=== Record set ===

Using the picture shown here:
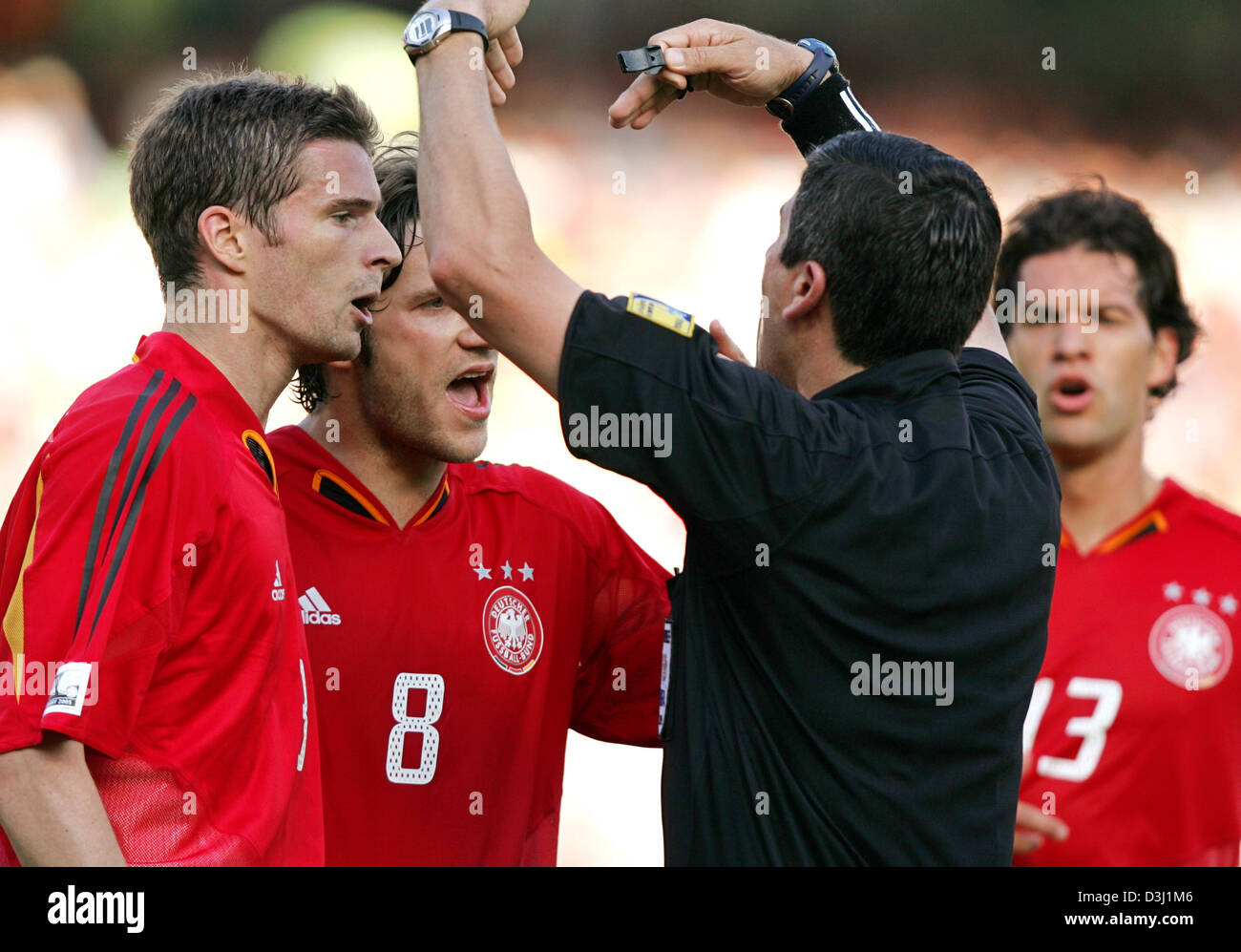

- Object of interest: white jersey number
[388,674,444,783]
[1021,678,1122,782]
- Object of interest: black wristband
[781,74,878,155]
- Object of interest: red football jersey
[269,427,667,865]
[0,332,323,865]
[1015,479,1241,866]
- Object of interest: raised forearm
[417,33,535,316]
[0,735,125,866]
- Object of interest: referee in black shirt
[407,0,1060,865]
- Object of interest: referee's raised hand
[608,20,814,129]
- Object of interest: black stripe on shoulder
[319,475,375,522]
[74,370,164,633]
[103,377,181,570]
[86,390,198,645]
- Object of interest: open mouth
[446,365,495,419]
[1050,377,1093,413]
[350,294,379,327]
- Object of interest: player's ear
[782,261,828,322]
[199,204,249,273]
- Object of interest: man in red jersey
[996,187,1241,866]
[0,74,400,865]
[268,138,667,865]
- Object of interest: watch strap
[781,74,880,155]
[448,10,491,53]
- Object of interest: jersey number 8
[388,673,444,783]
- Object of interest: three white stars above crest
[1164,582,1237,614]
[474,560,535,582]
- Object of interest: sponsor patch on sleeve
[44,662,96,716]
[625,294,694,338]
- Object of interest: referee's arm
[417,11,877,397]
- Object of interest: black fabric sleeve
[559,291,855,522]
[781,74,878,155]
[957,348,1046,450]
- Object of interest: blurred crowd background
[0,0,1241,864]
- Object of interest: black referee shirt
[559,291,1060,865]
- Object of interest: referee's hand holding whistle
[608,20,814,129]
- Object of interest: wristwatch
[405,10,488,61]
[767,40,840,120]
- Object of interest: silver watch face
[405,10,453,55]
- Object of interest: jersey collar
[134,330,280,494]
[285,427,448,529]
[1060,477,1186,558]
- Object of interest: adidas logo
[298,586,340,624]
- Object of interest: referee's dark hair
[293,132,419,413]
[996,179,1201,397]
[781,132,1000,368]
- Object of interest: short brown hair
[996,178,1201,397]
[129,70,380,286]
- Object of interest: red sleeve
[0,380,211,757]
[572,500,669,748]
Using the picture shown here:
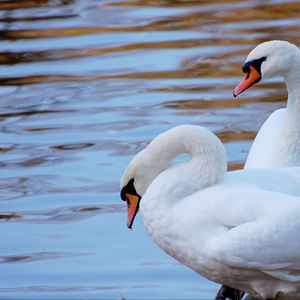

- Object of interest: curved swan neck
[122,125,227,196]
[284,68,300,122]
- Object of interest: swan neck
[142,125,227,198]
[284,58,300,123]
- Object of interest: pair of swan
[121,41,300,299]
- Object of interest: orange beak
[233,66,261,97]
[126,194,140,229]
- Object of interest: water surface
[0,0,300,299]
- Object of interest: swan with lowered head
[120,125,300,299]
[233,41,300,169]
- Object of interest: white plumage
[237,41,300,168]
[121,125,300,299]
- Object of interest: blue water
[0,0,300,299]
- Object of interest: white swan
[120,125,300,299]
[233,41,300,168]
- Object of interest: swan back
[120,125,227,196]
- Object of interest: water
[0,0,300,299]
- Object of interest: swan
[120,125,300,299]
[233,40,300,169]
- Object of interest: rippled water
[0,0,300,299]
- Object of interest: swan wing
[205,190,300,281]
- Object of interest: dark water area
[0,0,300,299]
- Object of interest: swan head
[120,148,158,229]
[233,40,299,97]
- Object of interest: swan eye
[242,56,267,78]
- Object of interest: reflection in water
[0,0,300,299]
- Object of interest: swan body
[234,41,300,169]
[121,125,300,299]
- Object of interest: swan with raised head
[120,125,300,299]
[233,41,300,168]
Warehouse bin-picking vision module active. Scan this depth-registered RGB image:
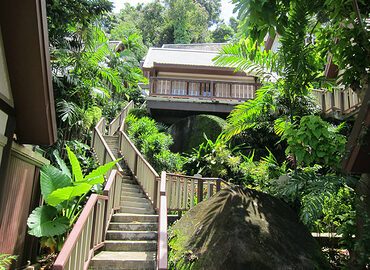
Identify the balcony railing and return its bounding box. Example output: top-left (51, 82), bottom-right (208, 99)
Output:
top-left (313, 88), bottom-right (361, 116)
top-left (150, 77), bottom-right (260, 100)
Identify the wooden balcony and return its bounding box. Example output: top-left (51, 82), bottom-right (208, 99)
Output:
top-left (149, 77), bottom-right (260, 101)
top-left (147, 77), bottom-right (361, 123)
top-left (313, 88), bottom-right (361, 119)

===

:: Prompt ::
Print the records from their first line up to and including the line that contains "[268,138,667,865]", and leave the pictures out.

:: Response to the task ::
Using the picture shown here:

- Object of interest: white jersey number
[388,674,444,783]
[1021,678,1122,782]
- Object of interest: black wristband
[781,74,878,155]
- Object of interest: red football jersey
[269,427,667,865]
[0,332,323,865]
[1015,479,1241,866]
- Object of interest: raised forearm
[417,33,535,316]
[0,735,125,866]
- Object of interest: referee in black shirt
[407,0,1060,865]
- Object of interest: referee's raised hand
[608,20,814,129]
- Object of interest: black stripe on shoulder
[319,475,375,522]
[74,370,164,633]
[103,377,181,570]
[86,390,198,645]
- Object of interest: open mouth
[446,365,495,419]
[1050,377,1093,413]
[350,294,379,327]
- Object of interest: player's ear
[782,261,828,322]
[199,204,249,273]
- Object of interest: man in red jersey
[996,187,1241,866]
[0,74,400,865]
[268,138,667,865]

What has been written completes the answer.